- AVAILABLE DATA -
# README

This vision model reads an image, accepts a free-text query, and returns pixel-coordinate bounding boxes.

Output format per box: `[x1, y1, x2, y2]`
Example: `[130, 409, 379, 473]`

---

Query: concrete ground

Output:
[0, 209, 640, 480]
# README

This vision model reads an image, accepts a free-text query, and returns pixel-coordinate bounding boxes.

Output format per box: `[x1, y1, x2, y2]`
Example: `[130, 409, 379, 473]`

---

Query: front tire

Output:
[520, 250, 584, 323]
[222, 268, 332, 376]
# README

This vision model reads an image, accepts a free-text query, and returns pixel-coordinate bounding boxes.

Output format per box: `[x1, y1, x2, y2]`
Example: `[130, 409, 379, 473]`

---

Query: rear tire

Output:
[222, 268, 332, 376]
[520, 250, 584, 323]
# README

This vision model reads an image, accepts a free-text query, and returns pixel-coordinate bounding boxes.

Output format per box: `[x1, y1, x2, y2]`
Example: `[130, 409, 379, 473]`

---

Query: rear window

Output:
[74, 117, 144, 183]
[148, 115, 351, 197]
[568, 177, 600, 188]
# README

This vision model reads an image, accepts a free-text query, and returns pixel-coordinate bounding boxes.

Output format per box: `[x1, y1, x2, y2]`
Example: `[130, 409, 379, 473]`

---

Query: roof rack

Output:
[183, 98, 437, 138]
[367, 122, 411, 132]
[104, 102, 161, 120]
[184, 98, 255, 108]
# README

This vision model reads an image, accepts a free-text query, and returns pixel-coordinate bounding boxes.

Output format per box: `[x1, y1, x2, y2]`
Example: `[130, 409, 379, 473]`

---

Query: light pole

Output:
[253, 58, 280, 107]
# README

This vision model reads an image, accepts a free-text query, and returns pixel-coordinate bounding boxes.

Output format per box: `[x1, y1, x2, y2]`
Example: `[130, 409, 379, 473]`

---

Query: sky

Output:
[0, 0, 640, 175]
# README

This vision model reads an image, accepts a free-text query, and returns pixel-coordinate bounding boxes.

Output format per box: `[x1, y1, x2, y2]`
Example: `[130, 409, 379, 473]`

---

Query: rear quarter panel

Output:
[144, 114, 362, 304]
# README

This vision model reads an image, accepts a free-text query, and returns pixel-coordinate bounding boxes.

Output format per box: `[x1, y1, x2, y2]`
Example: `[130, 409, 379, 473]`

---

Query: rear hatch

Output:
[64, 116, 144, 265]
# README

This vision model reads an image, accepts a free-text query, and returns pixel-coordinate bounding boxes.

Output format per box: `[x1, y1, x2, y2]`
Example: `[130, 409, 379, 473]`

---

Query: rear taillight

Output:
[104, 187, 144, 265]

---

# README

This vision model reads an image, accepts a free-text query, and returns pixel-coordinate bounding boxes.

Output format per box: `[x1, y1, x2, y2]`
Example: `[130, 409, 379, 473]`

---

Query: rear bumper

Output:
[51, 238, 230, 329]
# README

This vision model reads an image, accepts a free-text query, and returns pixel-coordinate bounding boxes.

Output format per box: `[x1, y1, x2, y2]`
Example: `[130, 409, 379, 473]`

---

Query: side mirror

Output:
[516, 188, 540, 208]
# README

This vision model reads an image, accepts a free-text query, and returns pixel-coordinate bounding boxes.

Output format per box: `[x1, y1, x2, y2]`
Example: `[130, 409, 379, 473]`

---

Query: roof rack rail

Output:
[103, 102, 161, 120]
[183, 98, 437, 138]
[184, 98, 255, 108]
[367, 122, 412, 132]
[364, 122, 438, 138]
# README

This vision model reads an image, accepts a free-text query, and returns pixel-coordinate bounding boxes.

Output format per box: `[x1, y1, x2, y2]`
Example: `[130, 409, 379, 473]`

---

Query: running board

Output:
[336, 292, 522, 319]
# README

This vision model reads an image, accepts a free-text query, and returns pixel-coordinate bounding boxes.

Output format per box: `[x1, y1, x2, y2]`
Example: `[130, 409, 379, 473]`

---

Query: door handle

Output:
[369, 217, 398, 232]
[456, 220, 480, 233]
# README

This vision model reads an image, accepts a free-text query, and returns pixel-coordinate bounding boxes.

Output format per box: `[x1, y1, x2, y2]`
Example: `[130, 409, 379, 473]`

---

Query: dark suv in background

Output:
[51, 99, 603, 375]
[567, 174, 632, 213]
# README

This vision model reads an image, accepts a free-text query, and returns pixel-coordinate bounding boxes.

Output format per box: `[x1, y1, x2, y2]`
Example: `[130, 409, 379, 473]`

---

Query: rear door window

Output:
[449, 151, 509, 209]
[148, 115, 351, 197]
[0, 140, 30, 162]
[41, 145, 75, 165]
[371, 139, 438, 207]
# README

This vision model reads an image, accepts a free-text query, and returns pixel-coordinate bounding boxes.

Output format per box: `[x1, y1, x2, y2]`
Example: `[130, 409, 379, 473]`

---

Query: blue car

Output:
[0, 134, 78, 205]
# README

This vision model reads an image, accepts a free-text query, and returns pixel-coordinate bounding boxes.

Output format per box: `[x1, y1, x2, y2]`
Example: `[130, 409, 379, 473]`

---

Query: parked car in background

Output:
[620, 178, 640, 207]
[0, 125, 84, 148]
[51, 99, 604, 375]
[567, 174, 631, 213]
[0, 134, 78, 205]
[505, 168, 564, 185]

- WHAT IS ASKED -
Gather every line in the rows above that contains the word "background", and copy each one in full.

- FINAL RESULT -
Query: dark suv in background
Query: parked car in background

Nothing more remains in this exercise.